Elas atiram objetos, mordem,
chutam e dão tapas e socos nos
próprios pais -que, na maioria
dos casos, perdem completamente o controle da situação.
Segundo a psicanalista Silvana Rabello, professora da PUC
(Pontifícia Universidade Católica) de São Paulo, a reação exagerada é uma resposta à falta de
limites. "Os padrões modernos
de educação fazem com que os
pais se sintam culpados por fazer restrições às crianças, tão
preocupados que estão em serem gentis e amados", diz.
Para a psicóloga Leila Tardivo, professora da USP (Universidade de São Paulo), embora
faltem estudos sobre o fenômeno, trata-se de algo recente.
"Está relacionado à liberalidade na educação e a uma maior
aproximação entre pais e filhos.
Mas não é porque a criança é
pequena que não faz mal."
Segundo ela, o fato de as
crianças não aceitarem as poucas vezes em que são contrariadas ajuda a explicar as atitudes.
A psicóloga Ceres Alves de
Araújo, também da PUC-SP,
acredita que estamos diante de
uma geração de crianças superpoderosas, que não aceitam a
autoridade dos pais, inseridas
em uma sociedade que substituiu o patriarcado pelo "filiacardo". "Elas mandam na casa e
os pais obedecem. São pequenos "tiranos" que querem impor
seus desejos", afirma.

_ENTRADAS LISTADAS_:
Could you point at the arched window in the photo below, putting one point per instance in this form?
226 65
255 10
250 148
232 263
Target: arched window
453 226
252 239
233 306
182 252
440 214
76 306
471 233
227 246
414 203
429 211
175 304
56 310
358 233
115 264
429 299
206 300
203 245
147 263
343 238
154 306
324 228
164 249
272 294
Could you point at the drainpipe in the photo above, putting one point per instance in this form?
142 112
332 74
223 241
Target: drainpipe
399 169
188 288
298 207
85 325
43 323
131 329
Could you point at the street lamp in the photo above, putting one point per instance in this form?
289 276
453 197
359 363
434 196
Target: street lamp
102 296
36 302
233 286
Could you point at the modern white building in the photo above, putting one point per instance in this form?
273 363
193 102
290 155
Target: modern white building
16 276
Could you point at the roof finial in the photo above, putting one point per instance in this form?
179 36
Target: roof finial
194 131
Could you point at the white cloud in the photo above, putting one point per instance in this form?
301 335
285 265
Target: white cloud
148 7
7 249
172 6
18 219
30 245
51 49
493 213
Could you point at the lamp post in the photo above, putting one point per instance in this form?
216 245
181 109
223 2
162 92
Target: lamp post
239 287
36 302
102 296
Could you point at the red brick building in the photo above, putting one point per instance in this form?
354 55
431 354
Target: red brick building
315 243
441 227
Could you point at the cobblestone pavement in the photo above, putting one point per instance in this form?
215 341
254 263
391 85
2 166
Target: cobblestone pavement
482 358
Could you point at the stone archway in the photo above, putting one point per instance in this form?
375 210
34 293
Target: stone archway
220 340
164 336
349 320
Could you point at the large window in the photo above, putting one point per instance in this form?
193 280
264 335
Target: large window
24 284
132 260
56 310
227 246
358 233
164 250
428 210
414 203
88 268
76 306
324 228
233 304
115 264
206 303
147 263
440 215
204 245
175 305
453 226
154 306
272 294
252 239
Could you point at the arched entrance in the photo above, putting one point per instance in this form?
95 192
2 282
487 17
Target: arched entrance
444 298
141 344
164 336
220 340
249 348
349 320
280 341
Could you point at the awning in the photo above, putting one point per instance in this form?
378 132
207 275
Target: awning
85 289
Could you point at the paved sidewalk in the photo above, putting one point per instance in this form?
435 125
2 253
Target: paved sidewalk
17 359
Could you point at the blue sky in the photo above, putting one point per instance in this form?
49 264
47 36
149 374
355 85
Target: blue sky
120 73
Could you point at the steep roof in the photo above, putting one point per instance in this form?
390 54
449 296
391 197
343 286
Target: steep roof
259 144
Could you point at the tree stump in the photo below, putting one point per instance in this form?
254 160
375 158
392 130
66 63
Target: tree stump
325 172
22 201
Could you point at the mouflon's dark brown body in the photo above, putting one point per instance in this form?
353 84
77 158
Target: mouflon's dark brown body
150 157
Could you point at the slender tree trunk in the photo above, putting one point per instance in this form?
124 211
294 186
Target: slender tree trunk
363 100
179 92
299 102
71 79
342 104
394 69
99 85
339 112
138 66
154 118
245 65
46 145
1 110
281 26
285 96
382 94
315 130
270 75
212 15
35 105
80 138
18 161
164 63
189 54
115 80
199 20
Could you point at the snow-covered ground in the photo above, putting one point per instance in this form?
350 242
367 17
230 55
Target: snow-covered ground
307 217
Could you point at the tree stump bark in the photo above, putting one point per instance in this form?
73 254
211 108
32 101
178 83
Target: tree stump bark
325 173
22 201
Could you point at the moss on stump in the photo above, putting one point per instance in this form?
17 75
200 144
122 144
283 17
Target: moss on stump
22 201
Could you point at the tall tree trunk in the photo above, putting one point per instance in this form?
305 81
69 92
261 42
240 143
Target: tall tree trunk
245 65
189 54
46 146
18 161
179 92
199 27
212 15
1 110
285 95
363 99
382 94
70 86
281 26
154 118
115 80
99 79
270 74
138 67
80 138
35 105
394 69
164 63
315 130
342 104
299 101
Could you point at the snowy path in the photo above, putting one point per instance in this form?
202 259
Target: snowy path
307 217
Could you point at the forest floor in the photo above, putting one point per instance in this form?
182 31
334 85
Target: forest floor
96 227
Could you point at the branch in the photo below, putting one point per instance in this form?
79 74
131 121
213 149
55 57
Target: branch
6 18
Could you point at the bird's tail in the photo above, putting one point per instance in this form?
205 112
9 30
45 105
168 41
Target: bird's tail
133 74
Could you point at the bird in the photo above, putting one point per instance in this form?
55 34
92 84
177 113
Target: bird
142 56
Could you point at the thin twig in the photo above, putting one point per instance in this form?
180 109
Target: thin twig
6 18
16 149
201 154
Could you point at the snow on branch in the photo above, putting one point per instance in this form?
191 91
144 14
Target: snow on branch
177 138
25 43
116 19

_LISTA DE TAREFAS_:
- A) Copie o trecho sobre crianças que agridem os pais de "Segundo a psicanalista" até "pais e filhos.", incluindo as duas pontas.
- B) Resuma em duas frases o trecho sobre crianças que agridem os pais.
- C) Com base no trecho sobre crianças que agridem os pais, responda:
(i) Segundo Silvana Rabello, a reação exagerada é uma resposta a quê?
(ii) Em qual universidade Leila Tardivo é professora?
(iii) Segundo Ceres Alves de Araújo, a sociedade substituiu o patriarcado por qual termo?

_RESPOSTAS DOS EXERCÍCIOS_:
- A)
Segundo a psicanalista Silvana Rabello, professora da PUC
(Pontifícia Universidade Católica) de São Paulo, a reação exagerada é uma resposta à falta de
limites. "Os padrões modernos
de educação fazem com que os
pais se sintam culpados por fazer restrições às crianças, tão
preocupados que estão em serem gentis e amados", diz.
Para a psicóloga Leila Tardivo, professora da USP (Universidade de São Paulo), embora
faltem estudos sobre o fenômeno, trata-se de algo recente.
"Está relacionado à liberalidade na educação e a uma maior
aproximação entre pais e filhos.

- B) Crianças atiram objetos, mordem, chutam e dão tapas e socos nos próprios pais, que na maioria dos casos perdem completamente o controle da situação. Especialistas da PUC-SP e da USP ligam esse comportamento à falta de limites e à liberalidade na educação, e uma delas descreve essas crianças como pequenos "tiranos" que mandam na casa.

- C)
(i) À falta de limites.
(ii) Na USP (Universidade de São Paulo).
(iii) Pelo "filiacardo".